* [Goal]: Copy out the material below verbatim, from the line containing "1. Examine the image above and locate the balcony railing." through the end of the material.

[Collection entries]

·····

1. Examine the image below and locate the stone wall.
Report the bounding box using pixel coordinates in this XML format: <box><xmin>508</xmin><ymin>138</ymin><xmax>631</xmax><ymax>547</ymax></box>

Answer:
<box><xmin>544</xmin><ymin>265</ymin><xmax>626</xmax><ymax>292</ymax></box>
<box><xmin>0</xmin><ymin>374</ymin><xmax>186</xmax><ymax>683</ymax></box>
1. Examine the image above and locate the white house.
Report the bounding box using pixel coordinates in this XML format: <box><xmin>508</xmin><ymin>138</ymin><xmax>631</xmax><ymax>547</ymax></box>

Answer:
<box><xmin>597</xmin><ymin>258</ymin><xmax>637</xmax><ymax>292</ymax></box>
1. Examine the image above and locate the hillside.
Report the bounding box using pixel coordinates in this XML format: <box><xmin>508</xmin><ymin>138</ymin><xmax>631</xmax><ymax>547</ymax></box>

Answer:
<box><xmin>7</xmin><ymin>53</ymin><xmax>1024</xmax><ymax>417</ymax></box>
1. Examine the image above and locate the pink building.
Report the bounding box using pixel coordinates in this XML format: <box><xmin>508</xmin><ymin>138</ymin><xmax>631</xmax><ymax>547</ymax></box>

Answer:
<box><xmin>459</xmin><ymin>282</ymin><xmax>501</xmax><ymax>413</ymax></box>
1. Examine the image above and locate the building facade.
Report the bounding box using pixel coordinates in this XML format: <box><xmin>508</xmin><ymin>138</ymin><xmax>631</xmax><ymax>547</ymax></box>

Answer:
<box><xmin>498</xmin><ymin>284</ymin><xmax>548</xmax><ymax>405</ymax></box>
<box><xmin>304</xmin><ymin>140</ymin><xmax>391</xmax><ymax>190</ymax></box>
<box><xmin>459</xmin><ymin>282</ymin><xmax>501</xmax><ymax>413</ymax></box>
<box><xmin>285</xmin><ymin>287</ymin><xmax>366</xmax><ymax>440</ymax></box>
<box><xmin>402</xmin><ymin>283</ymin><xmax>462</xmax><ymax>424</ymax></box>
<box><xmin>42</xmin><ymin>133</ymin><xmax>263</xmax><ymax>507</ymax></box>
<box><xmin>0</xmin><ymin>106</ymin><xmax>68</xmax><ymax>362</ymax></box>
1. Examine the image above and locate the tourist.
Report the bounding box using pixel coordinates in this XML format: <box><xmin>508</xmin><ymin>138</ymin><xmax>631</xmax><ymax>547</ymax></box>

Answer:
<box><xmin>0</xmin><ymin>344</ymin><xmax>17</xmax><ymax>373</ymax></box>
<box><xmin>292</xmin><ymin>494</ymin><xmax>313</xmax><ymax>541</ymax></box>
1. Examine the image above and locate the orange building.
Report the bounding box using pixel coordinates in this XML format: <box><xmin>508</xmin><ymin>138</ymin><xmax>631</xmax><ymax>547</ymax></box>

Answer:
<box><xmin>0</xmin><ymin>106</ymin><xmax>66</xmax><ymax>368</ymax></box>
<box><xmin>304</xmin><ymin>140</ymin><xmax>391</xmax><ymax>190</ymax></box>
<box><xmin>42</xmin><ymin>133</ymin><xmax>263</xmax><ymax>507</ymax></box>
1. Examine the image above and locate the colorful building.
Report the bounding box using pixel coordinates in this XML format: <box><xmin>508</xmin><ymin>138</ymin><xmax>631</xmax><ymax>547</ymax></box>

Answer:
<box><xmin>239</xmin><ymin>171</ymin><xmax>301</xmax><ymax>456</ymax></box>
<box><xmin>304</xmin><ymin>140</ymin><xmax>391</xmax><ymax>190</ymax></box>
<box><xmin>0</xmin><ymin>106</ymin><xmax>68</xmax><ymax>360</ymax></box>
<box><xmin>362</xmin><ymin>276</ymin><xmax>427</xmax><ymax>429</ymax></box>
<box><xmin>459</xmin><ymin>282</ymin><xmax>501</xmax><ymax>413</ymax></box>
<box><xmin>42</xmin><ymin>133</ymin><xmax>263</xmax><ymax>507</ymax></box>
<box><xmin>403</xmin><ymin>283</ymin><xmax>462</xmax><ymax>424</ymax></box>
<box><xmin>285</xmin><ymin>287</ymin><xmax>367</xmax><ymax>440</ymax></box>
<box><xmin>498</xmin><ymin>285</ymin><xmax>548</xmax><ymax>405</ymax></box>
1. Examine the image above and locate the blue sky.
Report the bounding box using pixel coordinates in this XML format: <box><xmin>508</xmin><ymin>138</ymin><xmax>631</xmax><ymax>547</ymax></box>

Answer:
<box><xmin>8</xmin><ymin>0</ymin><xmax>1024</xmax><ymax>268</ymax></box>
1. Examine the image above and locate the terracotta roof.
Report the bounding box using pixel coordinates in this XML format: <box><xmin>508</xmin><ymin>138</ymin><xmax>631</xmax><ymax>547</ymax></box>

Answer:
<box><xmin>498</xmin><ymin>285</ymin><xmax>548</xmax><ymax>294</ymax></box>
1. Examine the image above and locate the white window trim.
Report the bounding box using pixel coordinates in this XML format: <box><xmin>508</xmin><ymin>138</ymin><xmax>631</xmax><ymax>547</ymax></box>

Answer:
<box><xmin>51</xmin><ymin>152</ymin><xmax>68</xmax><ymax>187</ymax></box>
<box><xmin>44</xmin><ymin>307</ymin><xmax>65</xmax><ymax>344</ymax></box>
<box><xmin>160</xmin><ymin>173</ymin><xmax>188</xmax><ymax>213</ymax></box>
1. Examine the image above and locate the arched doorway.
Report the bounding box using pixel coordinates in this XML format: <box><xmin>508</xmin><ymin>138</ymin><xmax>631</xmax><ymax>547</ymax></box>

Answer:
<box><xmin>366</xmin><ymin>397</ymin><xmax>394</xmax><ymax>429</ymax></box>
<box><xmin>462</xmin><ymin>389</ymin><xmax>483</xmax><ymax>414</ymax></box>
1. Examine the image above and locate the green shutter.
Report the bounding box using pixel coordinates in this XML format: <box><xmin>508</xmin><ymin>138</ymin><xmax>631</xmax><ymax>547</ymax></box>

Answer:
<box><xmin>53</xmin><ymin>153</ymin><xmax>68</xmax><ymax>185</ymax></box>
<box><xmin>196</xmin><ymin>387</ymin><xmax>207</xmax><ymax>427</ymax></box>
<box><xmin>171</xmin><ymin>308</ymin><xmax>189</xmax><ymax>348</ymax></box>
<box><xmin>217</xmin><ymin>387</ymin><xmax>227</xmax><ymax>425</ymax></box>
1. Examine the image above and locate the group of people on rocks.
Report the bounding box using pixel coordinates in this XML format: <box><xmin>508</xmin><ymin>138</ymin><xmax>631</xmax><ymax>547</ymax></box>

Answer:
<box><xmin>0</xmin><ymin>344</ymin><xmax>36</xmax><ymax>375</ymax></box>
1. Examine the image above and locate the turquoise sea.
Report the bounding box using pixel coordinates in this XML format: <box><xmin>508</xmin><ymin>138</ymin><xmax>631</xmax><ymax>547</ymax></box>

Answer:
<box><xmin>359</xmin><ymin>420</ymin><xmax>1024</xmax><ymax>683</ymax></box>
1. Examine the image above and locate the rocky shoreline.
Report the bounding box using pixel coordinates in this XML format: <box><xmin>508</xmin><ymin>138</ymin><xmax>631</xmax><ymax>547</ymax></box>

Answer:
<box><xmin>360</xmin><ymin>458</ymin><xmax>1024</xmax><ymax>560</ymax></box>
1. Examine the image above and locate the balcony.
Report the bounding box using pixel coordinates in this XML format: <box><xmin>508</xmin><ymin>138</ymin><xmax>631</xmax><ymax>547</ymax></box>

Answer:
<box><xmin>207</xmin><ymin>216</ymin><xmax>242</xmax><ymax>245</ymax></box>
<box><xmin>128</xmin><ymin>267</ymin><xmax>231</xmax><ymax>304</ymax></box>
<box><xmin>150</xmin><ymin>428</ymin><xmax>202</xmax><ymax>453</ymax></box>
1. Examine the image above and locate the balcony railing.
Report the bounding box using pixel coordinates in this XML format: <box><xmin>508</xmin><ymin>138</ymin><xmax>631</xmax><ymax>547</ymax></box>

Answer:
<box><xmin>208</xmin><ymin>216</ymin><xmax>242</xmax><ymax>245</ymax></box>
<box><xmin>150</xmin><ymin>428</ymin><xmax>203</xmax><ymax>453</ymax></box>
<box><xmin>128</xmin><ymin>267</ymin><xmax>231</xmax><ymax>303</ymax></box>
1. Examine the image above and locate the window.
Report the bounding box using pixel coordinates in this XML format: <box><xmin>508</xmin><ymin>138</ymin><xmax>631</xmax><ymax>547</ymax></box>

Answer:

·····

* [Exercise result]:
1. Examine the image above and locate the balcony railing.
Report the bounding box using pixel coordinates in this XML format: <box><xmin>508</xmin><ymin>138</ymin><xmax>631</xmax><ymax>547</ymax></box>

Answer:
<box><xmin>208</xmin><ymin>216</ymin><xmax>242</xmax><ymax>245</ymax></box>
<box><xmin>150</xmin><ymin>428</ymin><xmax>203</xmax><ymax>453</ymax></box>
<box><xmin>128</xmin><ymin>267</ymin><xmax>231</xmax><ymax>303</ymax></box>
1. Examine the image above and locate the window.
Report the bounding box using pixel coordinates in this XML format: <box><xmin>508</xmin><ymin>138</ymin><xmax>631</xmax><ymax>547</ymax></box>

Answer:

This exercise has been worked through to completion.